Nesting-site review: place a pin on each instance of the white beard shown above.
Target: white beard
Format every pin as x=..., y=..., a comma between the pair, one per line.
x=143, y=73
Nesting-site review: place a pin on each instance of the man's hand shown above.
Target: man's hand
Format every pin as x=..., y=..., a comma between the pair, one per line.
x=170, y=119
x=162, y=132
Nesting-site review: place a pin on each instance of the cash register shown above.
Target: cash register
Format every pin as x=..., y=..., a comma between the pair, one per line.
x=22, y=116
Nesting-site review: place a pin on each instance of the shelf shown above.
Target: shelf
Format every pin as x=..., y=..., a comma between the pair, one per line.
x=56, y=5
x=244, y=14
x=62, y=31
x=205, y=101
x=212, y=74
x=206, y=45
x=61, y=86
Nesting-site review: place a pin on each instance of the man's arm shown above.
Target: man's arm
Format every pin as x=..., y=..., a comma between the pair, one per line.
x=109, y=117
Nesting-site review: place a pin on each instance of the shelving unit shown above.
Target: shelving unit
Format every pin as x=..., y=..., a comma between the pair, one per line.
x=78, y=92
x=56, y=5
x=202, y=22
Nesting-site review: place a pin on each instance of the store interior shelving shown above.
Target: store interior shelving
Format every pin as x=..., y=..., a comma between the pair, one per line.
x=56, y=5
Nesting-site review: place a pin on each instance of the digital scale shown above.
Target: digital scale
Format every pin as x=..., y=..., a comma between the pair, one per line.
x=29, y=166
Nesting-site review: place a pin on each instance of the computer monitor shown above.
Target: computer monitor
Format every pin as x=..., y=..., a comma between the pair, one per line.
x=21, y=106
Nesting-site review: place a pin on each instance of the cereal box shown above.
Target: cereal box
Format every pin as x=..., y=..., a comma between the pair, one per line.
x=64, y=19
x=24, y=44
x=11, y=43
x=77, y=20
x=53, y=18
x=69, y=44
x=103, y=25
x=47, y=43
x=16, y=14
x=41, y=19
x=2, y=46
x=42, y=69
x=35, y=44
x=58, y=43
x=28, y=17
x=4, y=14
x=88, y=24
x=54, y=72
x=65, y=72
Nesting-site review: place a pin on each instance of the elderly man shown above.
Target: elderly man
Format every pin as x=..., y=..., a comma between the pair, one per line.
────────────────────
Problem details –
Repeat the listing in full, keeping every line exactly as it is.

Written answer –
Nesting-site review: place a pin on each instance of the white beard shown above.
Target: white beard
Format every pin as x=..., y=..., a comma between the pair, one per line.
x=143, y=73
Nesting-site review: place a pin on each instance of the man's hand shown above.
Target: man's hand
Format every pin as x=..., y=..., a comma between the pair, one per line.
x=170, y=119
x=162, y=132
Nesting-site review: place a pin on each instance of the cash register shown above.
Target: cash register
Format every pin as x=..., y=..., a comma between the pair, one per line.
x=22, y=116
Nesting-site review: place a pin on each instance of the shelf shown above.
Target: shelf
Format every pin as x=..., y=..., a comma between the pair, one per line.
x=56, y=5
x=244, y=14
x=62, y=31
x=205, y=101
x=212, y=74
x=206, y=45
x=61, y=86
Nesting-site review: place a pin on each instance of the man's arm shown above.
Target: man's arm
Format every pin as x=..., y=..., a comma between the pair, one per line.
x=109, y=117
Nesting-site review: place a pin on each instance of the shelving unit shown above.
Target: shelving unit
Format every pin as x=..., y=..., a comma between the pair, one per line.
x=78, y=92
x=56, y=5
x=202, y=22
Nesting-site review: place a pin on each instance of the store interior shelving shown above.
Target: store interior shelving
Format every pin as x=..., y=..., a comma between the pair, one per line.
x=56, y=5
Nesting-site review: place a pin on each instance of the digital scale shown above.
Target: digital scale
Format every pin as x=..., y=..., a comma between the pair, one per line.
x=29, y=166
Nesting-site review: place a pin on each instance of the computer monitor shown above.
Target: computer monitor
Format every pin as x=..., y=..., a comma between the pair, one per line.
x=21, y=106
Nesting-site review: place a pin on each instance of the cereal box shown above.
Target: cereal box
Format every pin as x=..., y=..., a comma between the pair, one per line.
x=64, y=19
x=24, y=44
x=11, y=43
x=77, y=20
x=53, y=18
x=69, y=44
x=103, y=25
x=47, y=43
x=16, y=14
x=41, y=19
x=2, y=46
x=42, y=69
x=35, y=44
x=58, y=43
x=28, y=17
x=4, y=14
x=88, y=24
x=54, y=72
x=65, y=72
Nesting-site review: place a pin on each instance of the elderly man shown above.
Target: elderly man
Format every pin as x=..., y=..., a comma between the pair, one per line.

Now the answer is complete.